▶ _What to produce_: Would you output the whole listing below, exactly as it reads?

▶ _Available data_:
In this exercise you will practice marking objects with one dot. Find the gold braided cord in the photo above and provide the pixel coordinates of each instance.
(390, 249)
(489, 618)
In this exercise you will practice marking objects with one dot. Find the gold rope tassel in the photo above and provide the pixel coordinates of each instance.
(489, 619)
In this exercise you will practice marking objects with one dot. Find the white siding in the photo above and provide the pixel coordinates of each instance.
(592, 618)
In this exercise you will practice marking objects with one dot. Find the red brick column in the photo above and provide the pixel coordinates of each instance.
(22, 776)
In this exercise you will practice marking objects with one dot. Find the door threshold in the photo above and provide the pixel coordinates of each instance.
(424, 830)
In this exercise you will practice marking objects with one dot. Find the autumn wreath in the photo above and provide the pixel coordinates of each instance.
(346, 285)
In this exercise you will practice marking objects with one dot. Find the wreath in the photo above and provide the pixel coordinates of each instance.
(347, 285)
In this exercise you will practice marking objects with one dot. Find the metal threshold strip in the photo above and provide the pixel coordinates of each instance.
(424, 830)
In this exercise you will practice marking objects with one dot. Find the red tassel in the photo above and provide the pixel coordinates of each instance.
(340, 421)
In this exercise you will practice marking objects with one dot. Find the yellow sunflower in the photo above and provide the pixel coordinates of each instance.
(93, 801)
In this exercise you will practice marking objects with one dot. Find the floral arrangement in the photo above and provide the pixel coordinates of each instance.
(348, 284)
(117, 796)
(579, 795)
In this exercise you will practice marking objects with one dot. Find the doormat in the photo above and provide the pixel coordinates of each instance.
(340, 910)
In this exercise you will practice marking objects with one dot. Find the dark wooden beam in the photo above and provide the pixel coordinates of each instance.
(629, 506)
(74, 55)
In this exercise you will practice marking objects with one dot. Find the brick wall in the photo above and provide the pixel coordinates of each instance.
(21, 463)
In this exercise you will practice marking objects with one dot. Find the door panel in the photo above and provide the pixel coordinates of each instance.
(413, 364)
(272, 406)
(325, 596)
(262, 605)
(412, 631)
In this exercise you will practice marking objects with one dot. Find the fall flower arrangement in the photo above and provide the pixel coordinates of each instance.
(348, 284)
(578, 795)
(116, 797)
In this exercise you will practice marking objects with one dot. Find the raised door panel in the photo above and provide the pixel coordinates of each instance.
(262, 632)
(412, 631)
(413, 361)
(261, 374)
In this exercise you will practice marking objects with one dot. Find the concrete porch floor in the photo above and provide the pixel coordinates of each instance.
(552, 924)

▶ _Exercise response_:
In this exercise you will practice marking objects with one dot. Find the gold braided cord in the photo above and provide the pixel coordinates of each instance.
(390, 249)
(489, 618)
In this exercise you will practice marking objects with one dot. Find the gold rope tassel in the photo above and provide the pixel coordinates of each instance.
(489, 619)
In this exercise you will practice marking objects with one dot. Find the white siding in the photo above and provide the pixel coordinates of each instance.
(592, 618)
In this exercise you will practice marking objects with one dot. Find the red brick column in the photo above and provide the pixel coordinates of each instance.
(22, 776)
In this exercise you will practice marking objects with one dot. Find the door threshold in the photo above and provide the pixel coordinates of each instance.
(424, 830)
In this exercise you will practice marking objects with one dot. Find the autumn wreath in the photo above and provide the pixel coordinates of each instance.
(346, 285)
In this exercise you will practice marking objects with one dot. Find the wreath in the photo above and provide the pixel coordinates of each instance.
(347, 285)
In this exercise you will practice marking objects with one dot. Find the metal threshold strip in the photo above and provide the pixel coordinates of each instance.
(424, 830)
In this exercise you will practice marking objects with one dot. Find the red tassel in the photo above and provide the pixel coordinates of each instance.
(340, 421)
In this exercise you will practice marking objects with one dot. Find the yellow sunflower in the photo above and provide the pixel coordinates of each instance.
(93, 801)
In this exercise you will practice marking objects with one dot. Find the floral arrangement in the photo above and provide the pixel coordinates of each instance.
(348, 284)
(117, 796)
(579, 795)
In this exercise you will practice marking objects with one dot. Find the doormat in the photo above and provide the pixel coordinates of each instance.
(340, 910)
In this exercise you will practice marking objects with one dot. Find the dark wooden beam in the photo above and provide the pixel coordinates of each instance.
(629, 506)
(74, 55)
In this exercise you will practice marking objects with one dot. Find the brick wall in the photo above and provide the pixel coordinates of each instance.
(21, 463)
In this exercise you will practice marking objects with one dot. Find the door panel in the photo above and provide the pixel coordinates of each instance.
(413, 364)
(272, 406)
(325, 596)
(262, 605)
(412, 631)
In this exercise you will practice marking objects with one dot. Find the fall flower arrangement in the photo above and provide the pixel coordinates of each instance.
(348, 284)
(578, 795)
(116, 797)
In this exercise you will practice marking objects with one dot. Find the raised door panel in the photo above and provide the pixel coordinates of each instance.
(262, 632)
(412, 631)
(413, 361)
(261, 374)
In this exercise you will practice marking objects with one dot. Find the concrete porch floor in the photo above and provide the pixel coordinates of each instance.
(552, 924)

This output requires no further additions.